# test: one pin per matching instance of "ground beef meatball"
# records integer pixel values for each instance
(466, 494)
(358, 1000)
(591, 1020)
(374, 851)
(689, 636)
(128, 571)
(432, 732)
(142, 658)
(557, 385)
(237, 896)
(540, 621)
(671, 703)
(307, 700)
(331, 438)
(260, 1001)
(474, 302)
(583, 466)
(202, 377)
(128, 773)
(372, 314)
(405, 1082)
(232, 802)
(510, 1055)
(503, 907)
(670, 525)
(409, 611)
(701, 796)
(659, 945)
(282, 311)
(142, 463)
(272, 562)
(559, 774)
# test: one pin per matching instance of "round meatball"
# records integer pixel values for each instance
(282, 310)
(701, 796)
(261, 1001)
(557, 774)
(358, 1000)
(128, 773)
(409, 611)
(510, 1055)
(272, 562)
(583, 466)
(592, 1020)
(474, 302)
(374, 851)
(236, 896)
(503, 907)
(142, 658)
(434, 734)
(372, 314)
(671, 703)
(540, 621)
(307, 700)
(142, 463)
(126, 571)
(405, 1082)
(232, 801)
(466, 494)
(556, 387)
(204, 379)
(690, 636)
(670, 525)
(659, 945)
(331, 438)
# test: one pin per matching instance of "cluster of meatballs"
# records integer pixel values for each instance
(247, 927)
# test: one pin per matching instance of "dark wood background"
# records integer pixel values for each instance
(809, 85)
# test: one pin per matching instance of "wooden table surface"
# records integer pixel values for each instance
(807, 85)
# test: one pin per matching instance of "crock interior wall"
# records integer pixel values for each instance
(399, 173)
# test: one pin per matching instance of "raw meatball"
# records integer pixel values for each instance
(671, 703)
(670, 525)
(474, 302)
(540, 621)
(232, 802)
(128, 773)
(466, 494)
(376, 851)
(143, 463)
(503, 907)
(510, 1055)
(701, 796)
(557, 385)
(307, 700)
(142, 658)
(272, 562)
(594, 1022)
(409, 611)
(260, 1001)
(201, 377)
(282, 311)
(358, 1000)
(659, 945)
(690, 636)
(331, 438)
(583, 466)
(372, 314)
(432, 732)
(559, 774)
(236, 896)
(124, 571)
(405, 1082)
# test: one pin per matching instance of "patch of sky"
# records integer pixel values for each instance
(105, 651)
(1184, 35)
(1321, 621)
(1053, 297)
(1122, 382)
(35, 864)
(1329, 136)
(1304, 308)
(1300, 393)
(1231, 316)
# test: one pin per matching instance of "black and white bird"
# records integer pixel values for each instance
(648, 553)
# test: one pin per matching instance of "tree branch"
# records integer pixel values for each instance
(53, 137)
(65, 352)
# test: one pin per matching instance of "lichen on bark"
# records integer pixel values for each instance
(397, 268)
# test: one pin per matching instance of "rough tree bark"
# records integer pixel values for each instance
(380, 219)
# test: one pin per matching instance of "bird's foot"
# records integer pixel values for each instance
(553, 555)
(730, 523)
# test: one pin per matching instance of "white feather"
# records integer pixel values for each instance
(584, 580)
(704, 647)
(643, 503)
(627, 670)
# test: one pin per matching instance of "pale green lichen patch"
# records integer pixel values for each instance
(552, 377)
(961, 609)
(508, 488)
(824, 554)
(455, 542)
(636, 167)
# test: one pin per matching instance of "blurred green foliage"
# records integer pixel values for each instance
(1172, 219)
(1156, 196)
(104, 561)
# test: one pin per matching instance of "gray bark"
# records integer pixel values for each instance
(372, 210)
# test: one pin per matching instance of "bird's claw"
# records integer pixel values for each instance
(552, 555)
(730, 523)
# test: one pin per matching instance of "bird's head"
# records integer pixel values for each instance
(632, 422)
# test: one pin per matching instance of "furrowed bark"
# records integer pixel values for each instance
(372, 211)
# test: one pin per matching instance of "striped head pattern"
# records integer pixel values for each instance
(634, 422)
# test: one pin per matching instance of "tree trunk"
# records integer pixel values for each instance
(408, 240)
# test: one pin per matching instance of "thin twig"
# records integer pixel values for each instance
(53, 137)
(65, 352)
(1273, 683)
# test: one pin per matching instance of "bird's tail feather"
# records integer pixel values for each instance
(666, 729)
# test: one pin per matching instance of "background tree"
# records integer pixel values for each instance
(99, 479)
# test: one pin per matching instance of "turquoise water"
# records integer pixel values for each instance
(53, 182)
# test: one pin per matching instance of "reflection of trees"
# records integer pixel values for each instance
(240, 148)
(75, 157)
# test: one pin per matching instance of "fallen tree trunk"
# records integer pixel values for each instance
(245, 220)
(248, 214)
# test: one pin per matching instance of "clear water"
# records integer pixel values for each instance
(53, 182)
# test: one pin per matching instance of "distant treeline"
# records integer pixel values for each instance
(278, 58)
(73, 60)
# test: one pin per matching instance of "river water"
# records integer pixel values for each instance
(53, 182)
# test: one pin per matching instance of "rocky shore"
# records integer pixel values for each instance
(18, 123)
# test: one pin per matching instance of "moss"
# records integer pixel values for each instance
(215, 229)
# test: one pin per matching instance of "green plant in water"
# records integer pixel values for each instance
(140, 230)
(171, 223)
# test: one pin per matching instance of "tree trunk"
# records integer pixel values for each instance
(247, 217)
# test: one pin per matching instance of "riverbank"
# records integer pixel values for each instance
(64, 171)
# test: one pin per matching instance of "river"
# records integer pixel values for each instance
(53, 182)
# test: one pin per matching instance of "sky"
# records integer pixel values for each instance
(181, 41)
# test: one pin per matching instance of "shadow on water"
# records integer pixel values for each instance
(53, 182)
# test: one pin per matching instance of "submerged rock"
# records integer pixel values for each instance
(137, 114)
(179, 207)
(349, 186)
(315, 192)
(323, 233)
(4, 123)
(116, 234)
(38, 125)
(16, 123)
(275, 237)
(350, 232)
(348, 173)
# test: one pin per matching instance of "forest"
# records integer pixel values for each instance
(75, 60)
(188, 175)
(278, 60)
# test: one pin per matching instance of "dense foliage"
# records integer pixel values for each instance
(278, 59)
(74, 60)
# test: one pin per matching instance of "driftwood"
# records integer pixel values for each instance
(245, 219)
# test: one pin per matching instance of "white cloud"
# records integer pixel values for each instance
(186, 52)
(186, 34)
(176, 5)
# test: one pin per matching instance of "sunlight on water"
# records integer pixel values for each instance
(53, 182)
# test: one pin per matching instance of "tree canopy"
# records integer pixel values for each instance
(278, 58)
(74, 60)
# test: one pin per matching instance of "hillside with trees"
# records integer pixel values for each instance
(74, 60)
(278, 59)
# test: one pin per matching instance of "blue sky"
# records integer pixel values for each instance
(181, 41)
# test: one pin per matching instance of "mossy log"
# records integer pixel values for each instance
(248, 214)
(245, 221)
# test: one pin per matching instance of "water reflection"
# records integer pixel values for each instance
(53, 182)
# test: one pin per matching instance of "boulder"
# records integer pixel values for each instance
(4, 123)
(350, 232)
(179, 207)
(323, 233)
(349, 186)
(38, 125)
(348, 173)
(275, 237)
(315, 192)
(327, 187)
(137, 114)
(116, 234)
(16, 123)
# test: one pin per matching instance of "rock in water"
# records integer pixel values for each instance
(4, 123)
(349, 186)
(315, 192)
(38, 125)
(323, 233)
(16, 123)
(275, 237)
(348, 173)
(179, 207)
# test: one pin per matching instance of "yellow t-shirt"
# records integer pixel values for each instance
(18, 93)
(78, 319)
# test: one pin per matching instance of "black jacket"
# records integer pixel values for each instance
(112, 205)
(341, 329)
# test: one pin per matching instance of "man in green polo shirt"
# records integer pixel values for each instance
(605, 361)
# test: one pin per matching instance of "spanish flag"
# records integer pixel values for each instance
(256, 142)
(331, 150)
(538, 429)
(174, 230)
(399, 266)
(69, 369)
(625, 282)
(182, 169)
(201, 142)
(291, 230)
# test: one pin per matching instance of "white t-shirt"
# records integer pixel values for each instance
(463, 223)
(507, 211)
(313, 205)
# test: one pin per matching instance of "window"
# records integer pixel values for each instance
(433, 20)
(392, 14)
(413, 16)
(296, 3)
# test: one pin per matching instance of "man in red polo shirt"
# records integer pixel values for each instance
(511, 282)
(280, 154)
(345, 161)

■ WHAT IS BEING ASKED:
With the line containing "in red polo" as the first and the last line of the records as the final one, print exactly the lines in that span.

■ WRITTEN REPLY:
# test: one pin per matching instance of "man in red polo shirt"
# records integer pixel values for each instance
(511, 282)
(280, 154)
(345, 161)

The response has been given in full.